*PROMPT*
From the text about Ruth Roman, copy the portion between "Ruth Roman (born" and "credited film performances.", inclusive, and change every "Hollywood" to "Los Angeles".

Ruth Roman (born Norma Roman; December 22, 1922 – September 9, 1999) was an American actress of film, stage, and television.

After playing stage roles on the east coast, Roman relocated to Hollywood to pursue a career in films. She appeared in several uncredited bit parts before she was cast as the leading lady in the western Harmony Trail (1944) and in the title role in the serial film Jungle Queen (1945), her first credited film performances.

Roman first starred in the title role of Belle Starr's Daughter (1948). She achieved her first notable success with a role in The Window (1949) and a year later was nominated for the Golden Globe Award for New Star of the Year – Actress for her performance in Champion (1949). In the early 1950s, she was under contract to Warner Bros., where she starred in a variety of films, including the Alfred Hitchcock thriller Strangers on a Train (1951).

*MATERIAL*
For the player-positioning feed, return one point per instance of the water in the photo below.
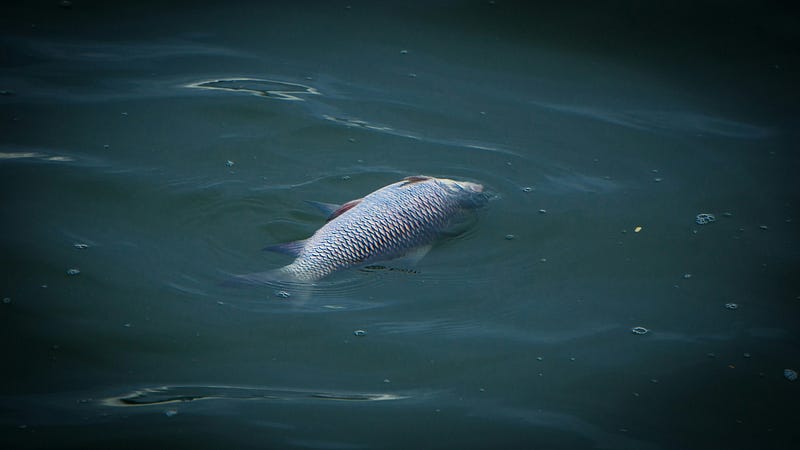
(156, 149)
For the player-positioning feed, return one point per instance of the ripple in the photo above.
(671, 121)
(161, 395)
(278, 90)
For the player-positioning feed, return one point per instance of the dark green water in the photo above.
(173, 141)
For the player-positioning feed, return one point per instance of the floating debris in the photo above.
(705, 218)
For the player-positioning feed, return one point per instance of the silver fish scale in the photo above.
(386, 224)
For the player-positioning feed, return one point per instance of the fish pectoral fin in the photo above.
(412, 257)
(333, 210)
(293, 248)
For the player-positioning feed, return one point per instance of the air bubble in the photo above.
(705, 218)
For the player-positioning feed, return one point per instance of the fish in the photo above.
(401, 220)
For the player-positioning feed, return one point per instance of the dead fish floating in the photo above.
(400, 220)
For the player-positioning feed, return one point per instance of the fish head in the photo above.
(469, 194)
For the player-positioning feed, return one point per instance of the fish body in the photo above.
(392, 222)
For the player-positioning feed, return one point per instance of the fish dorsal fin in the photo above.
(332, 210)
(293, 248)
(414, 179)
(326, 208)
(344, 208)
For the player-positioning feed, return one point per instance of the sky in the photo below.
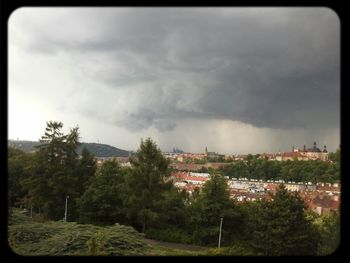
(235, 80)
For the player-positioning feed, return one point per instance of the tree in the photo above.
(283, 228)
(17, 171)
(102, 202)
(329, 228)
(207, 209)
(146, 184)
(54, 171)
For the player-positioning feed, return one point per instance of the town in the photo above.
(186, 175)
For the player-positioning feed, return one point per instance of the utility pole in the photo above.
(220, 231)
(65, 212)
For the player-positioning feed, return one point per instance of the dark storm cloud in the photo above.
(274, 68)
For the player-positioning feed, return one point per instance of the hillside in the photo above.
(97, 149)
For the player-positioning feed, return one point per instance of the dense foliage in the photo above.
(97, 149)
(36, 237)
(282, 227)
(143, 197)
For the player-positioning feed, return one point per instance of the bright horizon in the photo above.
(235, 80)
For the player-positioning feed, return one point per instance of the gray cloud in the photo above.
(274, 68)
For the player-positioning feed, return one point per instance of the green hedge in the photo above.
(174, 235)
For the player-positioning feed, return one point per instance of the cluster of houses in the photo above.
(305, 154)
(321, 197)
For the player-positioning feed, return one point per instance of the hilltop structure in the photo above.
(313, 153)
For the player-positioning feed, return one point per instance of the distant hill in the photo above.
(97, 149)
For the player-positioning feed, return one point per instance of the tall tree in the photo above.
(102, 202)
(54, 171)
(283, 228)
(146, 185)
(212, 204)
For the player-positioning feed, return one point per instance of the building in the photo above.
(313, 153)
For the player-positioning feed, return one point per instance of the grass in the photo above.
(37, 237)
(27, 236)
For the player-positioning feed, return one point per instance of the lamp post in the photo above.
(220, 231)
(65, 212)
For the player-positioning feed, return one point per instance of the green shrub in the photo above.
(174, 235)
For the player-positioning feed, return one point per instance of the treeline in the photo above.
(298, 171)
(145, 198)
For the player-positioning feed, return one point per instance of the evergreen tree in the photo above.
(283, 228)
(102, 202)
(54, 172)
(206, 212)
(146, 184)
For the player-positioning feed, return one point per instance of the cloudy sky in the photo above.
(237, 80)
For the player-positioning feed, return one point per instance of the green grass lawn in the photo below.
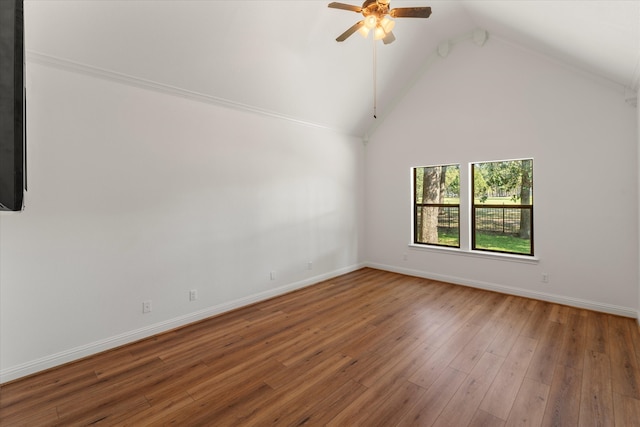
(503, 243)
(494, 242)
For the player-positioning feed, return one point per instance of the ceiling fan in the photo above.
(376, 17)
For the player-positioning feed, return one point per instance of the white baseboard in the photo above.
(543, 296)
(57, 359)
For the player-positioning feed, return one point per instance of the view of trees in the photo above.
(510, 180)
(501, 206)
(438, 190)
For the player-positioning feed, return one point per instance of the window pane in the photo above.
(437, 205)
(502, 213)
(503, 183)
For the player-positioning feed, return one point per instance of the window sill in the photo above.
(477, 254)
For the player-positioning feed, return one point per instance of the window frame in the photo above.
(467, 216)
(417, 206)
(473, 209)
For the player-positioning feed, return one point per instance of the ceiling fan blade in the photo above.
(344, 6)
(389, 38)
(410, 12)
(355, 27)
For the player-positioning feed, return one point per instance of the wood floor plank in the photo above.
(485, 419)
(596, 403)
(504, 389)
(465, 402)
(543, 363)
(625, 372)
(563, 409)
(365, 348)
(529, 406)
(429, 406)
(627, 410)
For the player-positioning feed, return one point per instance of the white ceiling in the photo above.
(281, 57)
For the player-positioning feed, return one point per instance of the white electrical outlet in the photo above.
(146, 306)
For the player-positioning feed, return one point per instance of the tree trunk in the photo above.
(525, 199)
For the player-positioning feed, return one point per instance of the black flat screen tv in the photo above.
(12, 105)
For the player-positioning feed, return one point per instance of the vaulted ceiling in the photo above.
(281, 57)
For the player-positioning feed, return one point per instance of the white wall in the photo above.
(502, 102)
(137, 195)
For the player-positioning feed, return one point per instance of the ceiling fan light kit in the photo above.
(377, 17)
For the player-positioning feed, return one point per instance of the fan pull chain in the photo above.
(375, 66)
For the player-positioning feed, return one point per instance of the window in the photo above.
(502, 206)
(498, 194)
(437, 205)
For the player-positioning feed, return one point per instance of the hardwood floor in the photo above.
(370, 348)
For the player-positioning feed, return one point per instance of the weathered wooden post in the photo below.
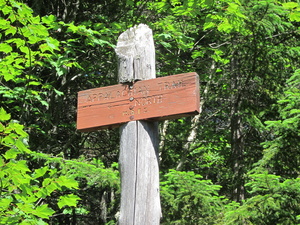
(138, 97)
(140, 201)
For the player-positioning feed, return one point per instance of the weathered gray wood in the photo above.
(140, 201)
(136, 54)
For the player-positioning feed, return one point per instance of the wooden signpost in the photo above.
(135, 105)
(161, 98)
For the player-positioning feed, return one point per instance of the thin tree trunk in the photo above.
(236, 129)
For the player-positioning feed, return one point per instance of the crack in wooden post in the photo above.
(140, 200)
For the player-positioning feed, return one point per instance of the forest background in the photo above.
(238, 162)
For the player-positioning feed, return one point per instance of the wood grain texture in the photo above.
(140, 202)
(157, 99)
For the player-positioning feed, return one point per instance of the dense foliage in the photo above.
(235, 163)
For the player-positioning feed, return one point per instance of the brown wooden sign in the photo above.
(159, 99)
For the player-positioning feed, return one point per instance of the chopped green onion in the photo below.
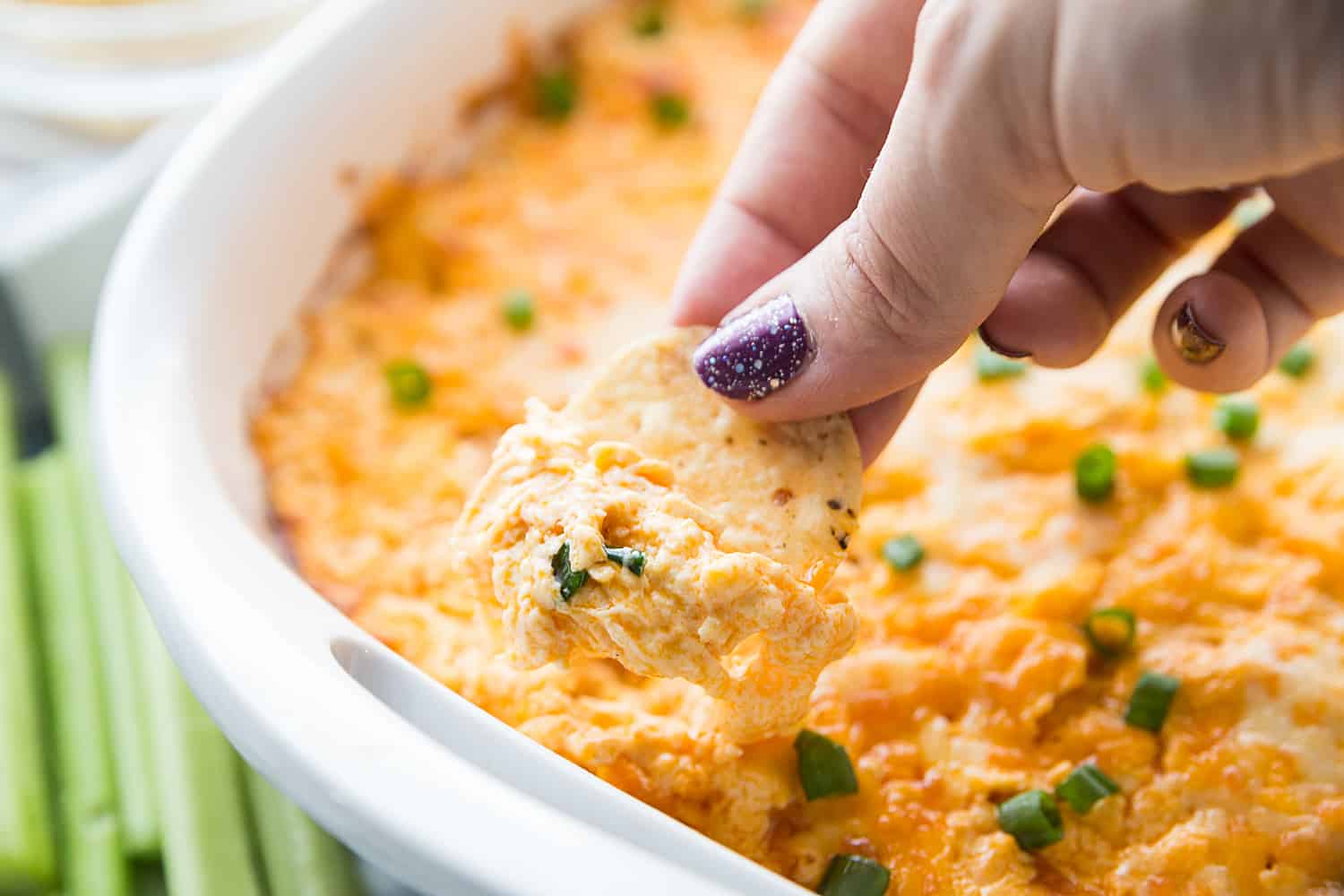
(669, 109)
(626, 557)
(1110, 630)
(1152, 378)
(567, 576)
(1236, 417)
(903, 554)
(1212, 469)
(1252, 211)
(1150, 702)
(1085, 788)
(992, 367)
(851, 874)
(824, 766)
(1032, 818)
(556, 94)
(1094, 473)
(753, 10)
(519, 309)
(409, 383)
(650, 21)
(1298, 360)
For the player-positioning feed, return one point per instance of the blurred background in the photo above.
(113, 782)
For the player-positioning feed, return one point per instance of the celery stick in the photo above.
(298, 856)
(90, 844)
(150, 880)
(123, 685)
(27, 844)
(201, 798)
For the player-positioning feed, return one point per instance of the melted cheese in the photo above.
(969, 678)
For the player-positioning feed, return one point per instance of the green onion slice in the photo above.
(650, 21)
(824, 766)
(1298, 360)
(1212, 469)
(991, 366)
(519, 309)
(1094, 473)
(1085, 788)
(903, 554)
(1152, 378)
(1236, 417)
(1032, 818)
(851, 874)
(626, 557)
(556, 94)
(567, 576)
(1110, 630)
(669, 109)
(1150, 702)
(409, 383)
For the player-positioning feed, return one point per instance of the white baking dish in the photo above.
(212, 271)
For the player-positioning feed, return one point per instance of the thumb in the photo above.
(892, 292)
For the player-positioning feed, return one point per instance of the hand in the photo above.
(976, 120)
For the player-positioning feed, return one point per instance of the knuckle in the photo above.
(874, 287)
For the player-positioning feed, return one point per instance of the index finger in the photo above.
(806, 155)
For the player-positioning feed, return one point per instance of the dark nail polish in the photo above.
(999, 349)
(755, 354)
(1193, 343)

*FULL OUTPUT*
Ruth Roman (born Norma Roman; December 22, 1922 – September 9, 1999) was an American actress of film, stage, and television.

After playing stage roles on the east coast, Roman relocated to Los Angeles to pursue a career in films. She appeared in several uncredited bit parts before she was cast as the leading lady in the western Harmony Trail (1944) and in the title role in the serial film Jungle Queen (1945), her first credited film performances.